§ **Aufgaben**:
1. Was soll laut dem Textauszug zu Goethes Walpurgisnacht den Dreh- und Angelpunkt der Untersuchung bilden?
2. Knüpf an den letzten Satz im Textauszug zu Goethes Walpurgisnacht an und schreib ihn weiter.

Dieses – hier nur kurz skizzierte – Spannungsfeld zwischen positiv-jambischer Naturverehrung (Stichwort: Pantheismus) und negativ-trochäischer Verteufelung der Natur (Stichwort: Kirchenkritik) wird den Dreh- und Angelpunkt der Untersuchung bilden. Zu Grunde liegt die Annahme, dass die Doppelperspektive der Walpurgisnacht-Ballade nicht willkürlich gewählt oder bloß dem Stoff geschuldet ist, sondern Grundzüge im Denken Goethes widerspiegelt und des Dichters allgemeine Haltung gegenüber dem Mythos von der Walpurgisnacht offenbart: dass die Ballade einen autoritativen Referenzrahmen eröffnet, der – das erscheint philologisch folgerichtig – auch auf die Walpurgisnächte der Faust-Tragödie angewendet werden muss. Es soll schließlich gezeigt werden, dass sich unter Anwendung dieses in der Ballade angelegten „Lektüreschlüssels“ auf die Walpurgisnacht-Szene des Faust I (Analysepol: Kirchenkritik) und des Faust II (Analysepol: Pantheismus) große interpretatorische Neuerungen für beide Teile der Tragödie ergeben.

§ **Bereitgestellte Daten**:
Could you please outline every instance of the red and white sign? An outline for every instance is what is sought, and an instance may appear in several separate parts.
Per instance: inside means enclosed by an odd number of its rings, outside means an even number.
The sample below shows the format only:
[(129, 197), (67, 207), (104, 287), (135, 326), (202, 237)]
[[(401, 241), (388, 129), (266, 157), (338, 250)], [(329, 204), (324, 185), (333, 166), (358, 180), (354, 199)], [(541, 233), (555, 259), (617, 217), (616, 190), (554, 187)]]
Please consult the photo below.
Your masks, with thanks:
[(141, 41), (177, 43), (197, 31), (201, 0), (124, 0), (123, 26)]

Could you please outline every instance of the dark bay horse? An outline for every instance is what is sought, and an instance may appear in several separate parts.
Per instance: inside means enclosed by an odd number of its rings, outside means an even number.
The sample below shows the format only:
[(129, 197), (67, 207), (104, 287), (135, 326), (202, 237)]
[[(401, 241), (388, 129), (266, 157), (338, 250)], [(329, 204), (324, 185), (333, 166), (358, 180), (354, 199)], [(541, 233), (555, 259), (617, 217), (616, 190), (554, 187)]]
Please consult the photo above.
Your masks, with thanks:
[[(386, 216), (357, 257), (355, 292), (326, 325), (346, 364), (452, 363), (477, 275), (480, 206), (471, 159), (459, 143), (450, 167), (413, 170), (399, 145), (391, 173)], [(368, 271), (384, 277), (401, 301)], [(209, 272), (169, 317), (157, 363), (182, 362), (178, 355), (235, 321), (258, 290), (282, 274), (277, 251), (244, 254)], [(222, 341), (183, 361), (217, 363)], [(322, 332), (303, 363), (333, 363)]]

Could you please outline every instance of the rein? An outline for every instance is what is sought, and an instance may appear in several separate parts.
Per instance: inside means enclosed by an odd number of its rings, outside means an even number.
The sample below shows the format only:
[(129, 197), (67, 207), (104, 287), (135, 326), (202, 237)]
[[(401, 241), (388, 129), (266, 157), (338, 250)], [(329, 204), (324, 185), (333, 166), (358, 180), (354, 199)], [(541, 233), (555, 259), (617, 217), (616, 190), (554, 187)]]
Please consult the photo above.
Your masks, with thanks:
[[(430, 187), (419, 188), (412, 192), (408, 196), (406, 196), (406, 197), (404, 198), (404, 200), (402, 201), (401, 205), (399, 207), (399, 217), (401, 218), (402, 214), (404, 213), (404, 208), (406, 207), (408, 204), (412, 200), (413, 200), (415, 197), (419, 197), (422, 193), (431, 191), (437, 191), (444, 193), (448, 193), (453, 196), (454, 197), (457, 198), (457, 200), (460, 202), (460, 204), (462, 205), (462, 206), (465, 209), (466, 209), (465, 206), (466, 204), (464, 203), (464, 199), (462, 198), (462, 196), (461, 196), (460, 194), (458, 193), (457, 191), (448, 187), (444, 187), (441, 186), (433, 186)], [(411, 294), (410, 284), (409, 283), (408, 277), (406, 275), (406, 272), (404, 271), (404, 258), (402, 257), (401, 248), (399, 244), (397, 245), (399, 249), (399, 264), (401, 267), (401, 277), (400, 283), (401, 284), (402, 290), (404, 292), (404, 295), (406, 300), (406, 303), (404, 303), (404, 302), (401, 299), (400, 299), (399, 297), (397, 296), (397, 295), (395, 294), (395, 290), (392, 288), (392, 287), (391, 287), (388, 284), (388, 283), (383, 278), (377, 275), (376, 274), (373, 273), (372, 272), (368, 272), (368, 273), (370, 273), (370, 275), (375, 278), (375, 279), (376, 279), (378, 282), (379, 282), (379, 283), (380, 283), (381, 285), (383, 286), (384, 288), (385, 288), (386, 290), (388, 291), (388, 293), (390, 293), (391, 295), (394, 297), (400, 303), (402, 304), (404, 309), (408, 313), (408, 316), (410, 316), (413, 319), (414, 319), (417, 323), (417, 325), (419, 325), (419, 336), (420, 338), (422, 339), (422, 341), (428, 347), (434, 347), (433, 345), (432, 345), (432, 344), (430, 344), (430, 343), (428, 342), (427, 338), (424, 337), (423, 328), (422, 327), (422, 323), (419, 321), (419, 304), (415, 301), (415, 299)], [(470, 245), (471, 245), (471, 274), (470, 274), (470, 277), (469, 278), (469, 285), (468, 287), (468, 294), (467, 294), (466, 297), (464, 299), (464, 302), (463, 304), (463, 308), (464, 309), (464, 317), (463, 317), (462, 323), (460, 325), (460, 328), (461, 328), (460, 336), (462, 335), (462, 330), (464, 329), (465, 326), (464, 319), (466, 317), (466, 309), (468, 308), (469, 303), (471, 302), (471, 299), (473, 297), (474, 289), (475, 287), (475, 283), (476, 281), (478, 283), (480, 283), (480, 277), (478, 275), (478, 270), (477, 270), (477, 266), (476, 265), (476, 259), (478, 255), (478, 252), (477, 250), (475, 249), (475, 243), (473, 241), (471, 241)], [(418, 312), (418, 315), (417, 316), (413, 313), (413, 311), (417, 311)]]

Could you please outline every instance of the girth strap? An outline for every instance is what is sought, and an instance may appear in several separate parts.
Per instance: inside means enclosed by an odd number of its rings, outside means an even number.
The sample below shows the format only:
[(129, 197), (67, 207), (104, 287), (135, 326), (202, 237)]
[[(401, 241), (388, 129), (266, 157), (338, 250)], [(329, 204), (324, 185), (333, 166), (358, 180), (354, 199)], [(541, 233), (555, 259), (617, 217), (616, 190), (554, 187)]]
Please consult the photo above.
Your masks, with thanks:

§ **Lösungen**:
1. Das Spannungsfeld zwischen positiv-jambischer Naturverehrung (Pantheismus) und negativ-trochäischer Verteufelung der Natur (Kirchenkritik).

2.
„Mythos“ versus „Fabel“

Um den konzeptionellen Clou der goetheschen Walpurgisnacht-Trilogie vollumfänglich zu verstehen, gilt es weiterhin, die bisher gewonnenen Erkenntnisse in den gelehrten Diskursen des 18. und 19. Jahrhunderts zu kontextualisieren. Goethes drei Walpurgisnächte sind Gedichte, die in bemerkenswerter Weise mit den zeitgenössischen philologischen und philosophischen Dialogen, Strömungen und Konzepten in Beziehung treten. ← 20 | 21 → Sie lassen sich nicht einzelnen Epochen zuordnen, auch weil die Epochengrenzen ohnehin verfließen, sondern stehen mit weiten Teilen der modernen Geistesgeschichte von der Frühaufklärung bis zur Spätromantik in Interaktion. Dies betrifft – dem Stoff entsprechend – insbesondere den in der Goethezeit vielfach diskutierten „Mythos“-Begriff.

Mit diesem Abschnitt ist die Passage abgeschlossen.